**What the task requires:**
Can you set down, word for word, the whole passage on Crabtree's argument that human intelligence is declining?

But for now, none of the reports indicate that Crabtree presented any evidence that human intelligence is in fact decreasing. Here's a summary of his argument from the Daily Mail:
Based on calculations of the frequency with which deleterious mutations appear in the human genome and the assumption that 2,000 to 5,000 genes are required for intellectual ability, Dr Crabtree estimates that within 3,000 years, about 120 generations, we have all sustained two or more mutations harmful to our intellectual or emotional stability.

Also, recent findings from neuroscience suggest that genes involved in brain function are uniquely susceptible to mutations.

Dr Crabtree argues that the combination of less selective pressure and the large number of easily affected genes is eroding our intellectual and emotional capabilities.

**Source data:**
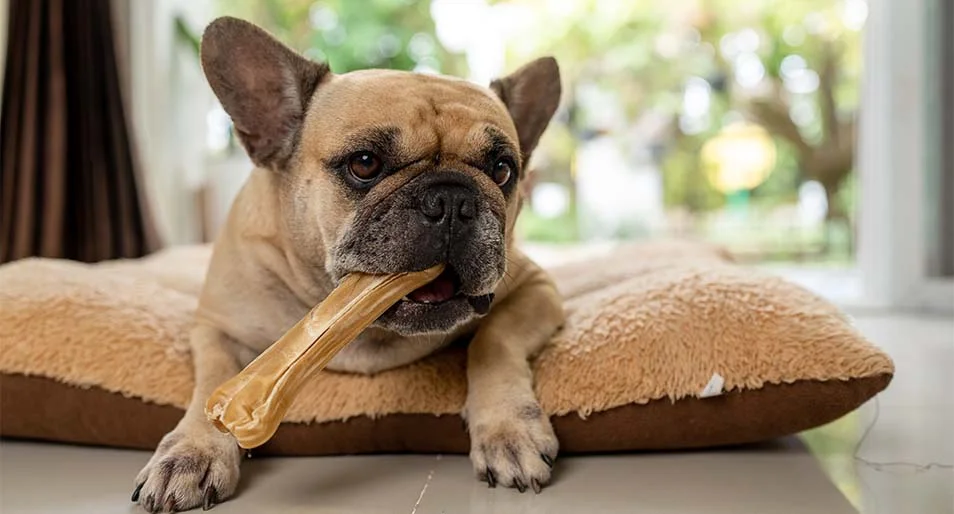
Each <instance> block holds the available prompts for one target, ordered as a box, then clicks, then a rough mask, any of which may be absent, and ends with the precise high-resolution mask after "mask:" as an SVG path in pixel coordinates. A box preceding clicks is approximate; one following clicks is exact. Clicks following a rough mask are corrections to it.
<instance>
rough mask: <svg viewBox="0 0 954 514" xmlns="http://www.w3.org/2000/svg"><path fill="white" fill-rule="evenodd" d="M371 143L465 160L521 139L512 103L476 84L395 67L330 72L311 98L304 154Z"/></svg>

**Exercise solution:**
But for now, none of the reports indicate that Crabtree presented any evidence that human intelligence is in fact decreasing. Here's a summary of his argument from the Daily Mail:
Based on calculations of the frequency with which deleterious mutations appear in the human genome and the assumption that 2,000 to 5,000 genes are required for intellectual ability, Dr Crabtree estimates that within 3,000 years, about 120 generations, we have all sustained two or more mutations harmful to our intellectual or emotional stability.

Also, recent findings from neuroscience suggest that genes involved in brain function are uniquely susceptible to mutations.

Dr Crabtree argues that the combination of less selective pressure and the large number of easily affected genes is eroding our intellectual and emotional capabilities.